■ Task brief:
Count the lines in the listing below that contain the string "camera", treating case as significant. Reply with the number only.

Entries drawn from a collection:
○ ○ ○ ○ ○ ○ ○

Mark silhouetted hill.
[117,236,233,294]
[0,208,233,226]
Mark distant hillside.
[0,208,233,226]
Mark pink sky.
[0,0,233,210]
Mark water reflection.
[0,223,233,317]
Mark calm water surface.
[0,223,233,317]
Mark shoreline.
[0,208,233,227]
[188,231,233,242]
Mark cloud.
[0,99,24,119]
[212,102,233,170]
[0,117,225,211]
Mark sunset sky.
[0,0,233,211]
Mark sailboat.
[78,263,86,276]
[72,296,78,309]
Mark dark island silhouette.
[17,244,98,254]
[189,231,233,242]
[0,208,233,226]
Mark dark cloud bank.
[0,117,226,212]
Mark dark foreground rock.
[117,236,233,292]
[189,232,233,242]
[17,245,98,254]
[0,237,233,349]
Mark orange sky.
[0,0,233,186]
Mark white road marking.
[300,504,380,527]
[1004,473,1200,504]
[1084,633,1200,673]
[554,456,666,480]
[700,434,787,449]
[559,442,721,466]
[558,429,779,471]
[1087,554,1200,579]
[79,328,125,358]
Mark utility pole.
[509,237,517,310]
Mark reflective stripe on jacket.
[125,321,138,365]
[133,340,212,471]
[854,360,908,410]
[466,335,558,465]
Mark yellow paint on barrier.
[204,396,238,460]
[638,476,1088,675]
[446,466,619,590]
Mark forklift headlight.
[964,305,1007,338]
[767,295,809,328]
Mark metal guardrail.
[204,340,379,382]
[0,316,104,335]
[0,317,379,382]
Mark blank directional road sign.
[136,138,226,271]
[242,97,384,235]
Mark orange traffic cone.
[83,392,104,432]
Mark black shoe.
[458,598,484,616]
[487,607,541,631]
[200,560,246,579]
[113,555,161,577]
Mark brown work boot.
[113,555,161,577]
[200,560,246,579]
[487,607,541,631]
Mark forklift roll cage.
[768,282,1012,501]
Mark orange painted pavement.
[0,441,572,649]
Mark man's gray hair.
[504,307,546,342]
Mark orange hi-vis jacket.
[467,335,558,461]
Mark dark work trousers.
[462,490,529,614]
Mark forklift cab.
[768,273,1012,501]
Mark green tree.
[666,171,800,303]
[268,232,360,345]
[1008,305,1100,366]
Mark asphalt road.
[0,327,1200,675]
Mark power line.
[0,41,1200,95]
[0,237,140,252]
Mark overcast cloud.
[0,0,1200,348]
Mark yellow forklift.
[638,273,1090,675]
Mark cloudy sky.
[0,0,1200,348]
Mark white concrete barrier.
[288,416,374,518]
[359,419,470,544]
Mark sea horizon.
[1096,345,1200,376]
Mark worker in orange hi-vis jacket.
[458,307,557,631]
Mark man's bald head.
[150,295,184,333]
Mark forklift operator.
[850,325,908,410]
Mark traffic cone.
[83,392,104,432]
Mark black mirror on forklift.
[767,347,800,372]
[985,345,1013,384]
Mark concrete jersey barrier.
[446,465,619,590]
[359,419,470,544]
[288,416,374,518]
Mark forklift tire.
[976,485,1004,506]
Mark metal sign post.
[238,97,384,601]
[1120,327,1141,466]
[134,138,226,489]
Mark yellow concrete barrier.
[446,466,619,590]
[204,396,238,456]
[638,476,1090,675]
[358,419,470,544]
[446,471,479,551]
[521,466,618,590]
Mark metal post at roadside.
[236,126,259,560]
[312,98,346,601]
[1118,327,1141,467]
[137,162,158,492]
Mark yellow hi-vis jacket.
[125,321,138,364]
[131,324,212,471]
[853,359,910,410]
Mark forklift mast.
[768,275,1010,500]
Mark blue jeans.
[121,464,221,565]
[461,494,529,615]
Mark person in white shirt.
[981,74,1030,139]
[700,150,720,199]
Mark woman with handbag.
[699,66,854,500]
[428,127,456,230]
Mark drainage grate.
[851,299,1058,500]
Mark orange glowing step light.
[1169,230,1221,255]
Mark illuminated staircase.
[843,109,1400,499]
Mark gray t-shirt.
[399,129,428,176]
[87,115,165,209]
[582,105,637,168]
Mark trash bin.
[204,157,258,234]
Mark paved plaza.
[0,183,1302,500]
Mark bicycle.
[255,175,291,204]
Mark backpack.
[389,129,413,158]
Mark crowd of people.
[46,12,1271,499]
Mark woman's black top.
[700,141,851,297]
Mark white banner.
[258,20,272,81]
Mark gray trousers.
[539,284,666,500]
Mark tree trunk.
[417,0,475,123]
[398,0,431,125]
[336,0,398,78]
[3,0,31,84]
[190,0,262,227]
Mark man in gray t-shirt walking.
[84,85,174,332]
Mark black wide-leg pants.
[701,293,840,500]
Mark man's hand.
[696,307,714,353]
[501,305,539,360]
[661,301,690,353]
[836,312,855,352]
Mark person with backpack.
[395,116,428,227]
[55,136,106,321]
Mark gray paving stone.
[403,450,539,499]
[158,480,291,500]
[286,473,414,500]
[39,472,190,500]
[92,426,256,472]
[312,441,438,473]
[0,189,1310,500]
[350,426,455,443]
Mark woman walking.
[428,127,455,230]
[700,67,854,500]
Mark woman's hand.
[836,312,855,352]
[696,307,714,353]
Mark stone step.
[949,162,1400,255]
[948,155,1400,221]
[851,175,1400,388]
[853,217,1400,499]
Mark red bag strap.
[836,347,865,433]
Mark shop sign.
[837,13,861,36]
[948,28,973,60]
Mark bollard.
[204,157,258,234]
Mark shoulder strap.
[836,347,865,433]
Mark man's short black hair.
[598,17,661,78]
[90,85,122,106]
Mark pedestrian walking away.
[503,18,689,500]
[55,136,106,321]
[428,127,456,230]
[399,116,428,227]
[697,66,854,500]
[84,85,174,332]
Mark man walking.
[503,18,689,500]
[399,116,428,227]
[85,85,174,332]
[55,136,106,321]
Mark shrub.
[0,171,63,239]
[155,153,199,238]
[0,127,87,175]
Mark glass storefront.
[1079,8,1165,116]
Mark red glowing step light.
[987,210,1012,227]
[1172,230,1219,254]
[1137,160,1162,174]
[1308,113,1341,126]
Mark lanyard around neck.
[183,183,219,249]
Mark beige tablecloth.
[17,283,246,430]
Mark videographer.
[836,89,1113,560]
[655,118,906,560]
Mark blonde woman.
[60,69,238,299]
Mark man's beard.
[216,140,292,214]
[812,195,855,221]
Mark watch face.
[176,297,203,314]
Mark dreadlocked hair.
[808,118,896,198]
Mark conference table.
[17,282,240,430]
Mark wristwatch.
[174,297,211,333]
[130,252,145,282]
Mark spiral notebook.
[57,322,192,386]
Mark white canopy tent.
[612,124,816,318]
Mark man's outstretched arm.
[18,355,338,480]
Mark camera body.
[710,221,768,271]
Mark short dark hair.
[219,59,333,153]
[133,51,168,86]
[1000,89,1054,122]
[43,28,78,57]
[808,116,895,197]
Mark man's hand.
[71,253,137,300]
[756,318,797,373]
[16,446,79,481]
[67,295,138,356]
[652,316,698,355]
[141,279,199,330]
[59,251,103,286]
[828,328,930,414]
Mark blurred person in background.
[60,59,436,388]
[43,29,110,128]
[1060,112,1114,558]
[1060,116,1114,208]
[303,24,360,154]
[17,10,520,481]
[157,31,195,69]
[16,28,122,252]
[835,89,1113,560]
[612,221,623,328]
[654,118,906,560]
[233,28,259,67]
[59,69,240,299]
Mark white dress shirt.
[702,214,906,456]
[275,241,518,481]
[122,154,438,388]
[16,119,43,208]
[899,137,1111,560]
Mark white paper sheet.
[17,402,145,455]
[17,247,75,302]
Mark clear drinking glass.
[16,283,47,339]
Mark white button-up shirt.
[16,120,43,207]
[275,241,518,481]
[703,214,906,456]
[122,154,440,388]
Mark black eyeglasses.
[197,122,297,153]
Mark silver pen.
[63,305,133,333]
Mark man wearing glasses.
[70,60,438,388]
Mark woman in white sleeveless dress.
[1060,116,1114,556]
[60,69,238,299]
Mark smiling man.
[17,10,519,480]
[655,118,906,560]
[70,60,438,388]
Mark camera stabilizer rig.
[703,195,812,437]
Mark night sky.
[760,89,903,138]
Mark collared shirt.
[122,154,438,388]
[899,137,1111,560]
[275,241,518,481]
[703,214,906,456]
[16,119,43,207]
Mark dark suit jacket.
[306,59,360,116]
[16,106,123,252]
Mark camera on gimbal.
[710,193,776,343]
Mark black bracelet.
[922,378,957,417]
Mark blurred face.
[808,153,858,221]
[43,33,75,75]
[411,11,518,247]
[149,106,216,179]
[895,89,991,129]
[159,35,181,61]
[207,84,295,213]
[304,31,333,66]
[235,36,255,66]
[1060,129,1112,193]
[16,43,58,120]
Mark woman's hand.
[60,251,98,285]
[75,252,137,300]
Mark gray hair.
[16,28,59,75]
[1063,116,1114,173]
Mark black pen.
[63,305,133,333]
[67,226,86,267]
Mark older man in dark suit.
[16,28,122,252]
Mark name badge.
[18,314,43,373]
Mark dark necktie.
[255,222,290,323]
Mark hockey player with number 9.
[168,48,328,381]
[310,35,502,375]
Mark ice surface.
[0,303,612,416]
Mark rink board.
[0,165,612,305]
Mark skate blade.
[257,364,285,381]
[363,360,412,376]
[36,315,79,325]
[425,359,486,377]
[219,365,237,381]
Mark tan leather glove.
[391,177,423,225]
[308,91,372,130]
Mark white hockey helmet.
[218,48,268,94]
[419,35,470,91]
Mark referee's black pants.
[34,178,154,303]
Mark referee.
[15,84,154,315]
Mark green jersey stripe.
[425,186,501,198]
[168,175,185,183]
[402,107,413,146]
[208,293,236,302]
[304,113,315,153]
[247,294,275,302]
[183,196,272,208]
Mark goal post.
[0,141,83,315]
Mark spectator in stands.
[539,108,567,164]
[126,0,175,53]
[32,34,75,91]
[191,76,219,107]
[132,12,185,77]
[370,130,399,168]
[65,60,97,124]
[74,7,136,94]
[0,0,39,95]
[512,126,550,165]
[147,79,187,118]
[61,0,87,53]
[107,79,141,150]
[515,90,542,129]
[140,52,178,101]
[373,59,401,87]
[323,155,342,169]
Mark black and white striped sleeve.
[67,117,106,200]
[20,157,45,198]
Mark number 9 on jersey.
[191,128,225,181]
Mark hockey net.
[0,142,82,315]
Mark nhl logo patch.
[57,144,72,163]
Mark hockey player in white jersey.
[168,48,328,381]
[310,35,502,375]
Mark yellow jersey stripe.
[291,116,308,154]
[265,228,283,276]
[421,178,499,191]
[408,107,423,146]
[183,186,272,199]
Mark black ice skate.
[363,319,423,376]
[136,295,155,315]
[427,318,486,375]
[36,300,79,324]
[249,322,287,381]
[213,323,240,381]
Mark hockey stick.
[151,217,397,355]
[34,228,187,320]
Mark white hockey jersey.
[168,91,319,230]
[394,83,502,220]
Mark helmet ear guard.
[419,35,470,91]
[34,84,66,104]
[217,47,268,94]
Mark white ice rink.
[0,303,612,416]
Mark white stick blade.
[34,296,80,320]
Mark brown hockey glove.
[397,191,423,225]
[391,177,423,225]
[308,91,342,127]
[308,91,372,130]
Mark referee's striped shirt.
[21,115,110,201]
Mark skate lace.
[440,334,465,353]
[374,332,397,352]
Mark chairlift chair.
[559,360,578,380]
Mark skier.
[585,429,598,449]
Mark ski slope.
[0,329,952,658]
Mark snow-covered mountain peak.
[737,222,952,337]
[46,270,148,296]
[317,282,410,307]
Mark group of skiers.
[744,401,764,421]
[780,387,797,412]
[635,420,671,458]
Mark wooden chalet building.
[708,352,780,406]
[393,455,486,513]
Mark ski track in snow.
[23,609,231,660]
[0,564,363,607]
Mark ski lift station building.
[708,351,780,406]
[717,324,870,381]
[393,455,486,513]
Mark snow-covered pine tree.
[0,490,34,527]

○ ○ ○ ○ ○ ○ ○

■ Result:
3